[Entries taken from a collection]
+ + + + +
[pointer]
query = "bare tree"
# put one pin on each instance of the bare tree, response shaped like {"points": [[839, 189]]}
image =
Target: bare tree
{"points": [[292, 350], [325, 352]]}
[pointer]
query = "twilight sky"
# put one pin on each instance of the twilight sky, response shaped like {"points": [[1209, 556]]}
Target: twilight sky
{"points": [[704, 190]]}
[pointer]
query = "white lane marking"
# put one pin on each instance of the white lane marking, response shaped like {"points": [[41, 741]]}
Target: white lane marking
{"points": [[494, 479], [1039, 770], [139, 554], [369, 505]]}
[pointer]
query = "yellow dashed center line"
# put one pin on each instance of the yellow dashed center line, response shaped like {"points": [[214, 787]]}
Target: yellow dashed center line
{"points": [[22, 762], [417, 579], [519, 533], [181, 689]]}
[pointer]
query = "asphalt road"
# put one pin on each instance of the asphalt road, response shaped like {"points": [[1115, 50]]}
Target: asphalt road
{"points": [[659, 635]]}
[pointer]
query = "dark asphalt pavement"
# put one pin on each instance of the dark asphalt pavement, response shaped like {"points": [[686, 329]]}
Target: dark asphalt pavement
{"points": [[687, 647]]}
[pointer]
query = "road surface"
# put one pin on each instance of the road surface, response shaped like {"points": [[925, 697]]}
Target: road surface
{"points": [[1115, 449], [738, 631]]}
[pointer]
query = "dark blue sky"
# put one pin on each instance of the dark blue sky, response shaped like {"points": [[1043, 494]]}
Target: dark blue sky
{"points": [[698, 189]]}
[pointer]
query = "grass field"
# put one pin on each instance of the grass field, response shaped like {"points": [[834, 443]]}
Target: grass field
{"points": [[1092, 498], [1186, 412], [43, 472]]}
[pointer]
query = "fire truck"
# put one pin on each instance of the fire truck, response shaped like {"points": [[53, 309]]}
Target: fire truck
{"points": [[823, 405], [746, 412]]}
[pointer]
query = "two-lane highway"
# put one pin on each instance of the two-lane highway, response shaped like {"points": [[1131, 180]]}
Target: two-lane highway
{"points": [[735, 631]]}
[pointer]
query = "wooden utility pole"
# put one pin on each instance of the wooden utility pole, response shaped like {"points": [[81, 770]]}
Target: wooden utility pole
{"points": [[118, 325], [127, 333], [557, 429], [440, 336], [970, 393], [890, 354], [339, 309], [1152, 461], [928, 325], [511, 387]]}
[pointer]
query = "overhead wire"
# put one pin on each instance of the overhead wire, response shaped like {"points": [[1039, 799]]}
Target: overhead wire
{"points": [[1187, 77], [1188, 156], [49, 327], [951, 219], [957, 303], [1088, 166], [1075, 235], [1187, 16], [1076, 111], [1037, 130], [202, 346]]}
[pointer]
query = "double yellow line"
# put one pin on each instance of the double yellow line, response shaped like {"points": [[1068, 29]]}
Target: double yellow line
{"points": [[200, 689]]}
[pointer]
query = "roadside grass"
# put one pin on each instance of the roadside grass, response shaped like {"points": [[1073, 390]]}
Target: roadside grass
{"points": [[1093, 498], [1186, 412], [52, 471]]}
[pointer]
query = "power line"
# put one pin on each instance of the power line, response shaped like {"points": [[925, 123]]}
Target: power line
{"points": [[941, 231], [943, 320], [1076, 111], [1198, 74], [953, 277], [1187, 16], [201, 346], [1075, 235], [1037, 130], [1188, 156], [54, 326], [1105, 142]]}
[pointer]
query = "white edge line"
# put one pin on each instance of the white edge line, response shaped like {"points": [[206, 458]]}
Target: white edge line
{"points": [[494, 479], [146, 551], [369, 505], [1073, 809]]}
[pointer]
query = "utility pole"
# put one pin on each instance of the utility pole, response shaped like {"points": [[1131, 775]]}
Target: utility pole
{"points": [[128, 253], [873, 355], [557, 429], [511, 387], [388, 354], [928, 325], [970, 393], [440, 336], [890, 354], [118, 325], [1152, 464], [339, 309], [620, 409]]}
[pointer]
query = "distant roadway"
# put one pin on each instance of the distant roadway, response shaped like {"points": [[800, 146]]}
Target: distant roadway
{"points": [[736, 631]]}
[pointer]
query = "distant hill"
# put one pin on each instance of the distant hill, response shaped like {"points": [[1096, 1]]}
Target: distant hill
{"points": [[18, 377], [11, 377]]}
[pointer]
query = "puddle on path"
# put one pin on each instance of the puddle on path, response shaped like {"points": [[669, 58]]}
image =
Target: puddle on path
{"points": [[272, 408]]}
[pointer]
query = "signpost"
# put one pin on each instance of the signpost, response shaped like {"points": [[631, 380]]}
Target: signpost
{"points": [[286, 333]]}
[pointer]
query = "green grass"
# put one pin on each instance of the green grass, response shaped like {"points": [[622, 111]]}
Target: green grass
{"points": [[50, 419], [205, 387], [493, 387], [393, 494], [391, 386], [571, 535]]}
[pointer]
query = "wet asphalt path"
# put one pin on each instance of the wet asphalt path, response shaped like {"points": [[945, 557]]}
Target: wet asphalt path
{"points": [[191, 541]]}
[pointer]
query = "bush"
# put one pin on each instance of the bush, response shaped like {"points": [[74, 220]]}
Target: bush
+ + + + +
» **THE PROBLEM**
Can you reproduce all the material exactly?

» **WRITTEN RESPONSE**
[pointer]
query = "bare tree"
# put one pin on each instance of the bare tree, response shaped like {"points": [[839, 189]]}
image =
Target: bare tree
{"points": [[292, 350], [325, 352]]}
[pointer]
query = "twilight sky"
# put one pin on each instance of the twilight sky, response shaped like {"points": [[1209, 556]]}
Target: twilight sky
{"points": [[704, 190]]}
[pointer]
query = "white lane marking"
# put one pin on each instance of the white lane marking, response shaped like {"points": [[41, 741]]}
Target: white lane marking
{"points": [[494, 479], [1039, 770], [139, 554], [369, 505]]}
[pointer]
query = "yellow dashed center line"
# put one pin on each instance of the yellow dashed center line, response shaped like {"points": [[214, 787]]}
Target: yellow dashed center line
{"points": [[22, 762], [417, 579], [519, 533], [181, 689]]}
[pointer]
query = "asphalt road"
# put one pin on each instance of the asphalt road, response shaped like {"points": [[1115, 50]]}
Target: asphalt road
{"points": [[659, 635]]}
[pointer]
query = "dark asphalt pavement"
# put one pin on each instance of the dark asphalt pavement, response shaped like {"points": [[686, 329]]}
Target: dark asphalt pavement
{"points": [[687, 647]]}
[pointer]
query = "road surface"
# put one pin on each instance of the road surface, response shaped like {"points": [[925, 697]]}
Target: road surface
{"points": [[1115, 449], [738, 631]]}
[pointer]
query = "dark blue sky"
# put one pin on each instance of the dark blue sky, response shaped like {"points": [[1043, 494]]}
Target: dark blue sky
{"points": [[698, 189]]}
[pointer]
query = "grass field"
# put one pin on each instance of the grass field, response shaped like {"points": [[834, 443]]}
Target: grass field
{"points": [[1092, 498], [1186, 412], [43, 472]]}
[pointer]
query = "fire truck"
# put one pin on each instance of the fire truck, response shaped like {"points": [[53, 309]]}
Target: fire truck
{"points": [[823, 405], [746, 412]]}
[pointer]
query = "two-lane highway"
# put one pin on each instance of the two-lane highway, response shaped like {"points": [[1131, 180]]}
Target: two-lane highway
{"points": [[735, 631]]}
[pointer]
query = "wooden utility pole"
# put one pin on each instance of the wooden utility pole, response shaped like {"points": [[81, 770]]}
Target: wooden utility pole
{"points": [[118, 325], [127, 333], [557, 429], [440, 336], [970, 393], [890, 354], [339, 309], [1152, 461], [928, 325], [511, 387]]}
[pointer]
query = "overhead wire"
# put one pin on each instance of the overhead wire, response shaped like {"points": [[1039, 799]]}
Target: overhead wire
{"points": [[1187, 77], [1188, 156], [49, 327], [951, 219], [957, 303], [1088, 166], [1075, 235], [1187, 16], [1076, 111], [1037, 130], [202, 346]]}
[pointer]
query = "double yellow line"
# put one pin on each instance of the double yellow line, response shaped like {"points": [[1068, 29]]}
Target: double yellow line
{"points": [[200, 689]]}
[pointer]
query = "roadside grass"
# put one pin on each instance of the roadside grass, response shaped like {"points": [[1073, 390]]}
Target: roadside grass
{"points": [[1093, 498], [1186, 412], [52, 471]]}
[pointer]
query = "power line"
# put one pin on each instance of the power line, response shaped like {"points": [[925, 123]]}
Target: power line
{"points": [[941, 231], [943, 320], [1076, 111], [1198, 74], [953, 277], [1187, 16], [201, 346], [1075, 235], [1037, 130], [1188, 156], [54, 326], [1105, 142]]}
[pointer]
query = "white edge line"
# put one pin on each instance of the white edge line, response shaped like {"points": [[206, 458]]}
Target: white edge line
{"points": [[494, 479], [146, 551], [369, 505], [1073, 809]]}
[pointer]
query = "utility pole"
# put one pin on each instance of the utility pole, response shaped like {"points": [[1131, 775]]}
Target: utility pole
{"points": [[128, 253], [873, 355], [557, 429], [511, 387], [388, 354], [928, 325], [970, 393], [440, 336], [890, 354], [118, 325], [1152, 464], [339, 309], [620, 409]]}
[pointer]
query = "distant roadway"
# put one pin on each instance of the distant roadway, response shaped like {"points": [[800, 146]]}
Target: distant roadway
{"points": [[736, 631]]}
[pointer]
query = "distant hill"
# put one pin on each instance of the distant hill, response shaped like {"points": [[1096, 1]]}
Target: distant hill
{"points": [[18, 377], [11, 377]]}
[pointer]
query = "puddle on path"
# put one pin on each instance of the puddle on path, response shaped like {"points": [[669, 58]]}
image =
Target: puddle on path
{"points": [[272, 408]]}
[pointer]
query = "signpost"
# put one pin on each instance of the signpost, response shaped like {"points": [[631, 380]]}
Target: signpost
{"points": [[286, 333]]}
[pointer]
query = "green grass"
# put one pin on each instance of the green grass, response shaped like {"points": [[622, 111]]}
Target: green grass
{"points": [[50, 419], [205, 387], [493, 387], [393, 494], [391, 386], [571, 535]]}
[pointer]
query = "wet asphalt path"
# put one pin on each instance of the wet asphalt path, response shaped like {"points": [[945, 557]]}
Target: wet asphalt path
{"points": [[191, 541]]}
[pointer]
query = "bush"
# put one pin on each instance of the bush, response shaped like {"points": [[74, 220]]}
Target: bush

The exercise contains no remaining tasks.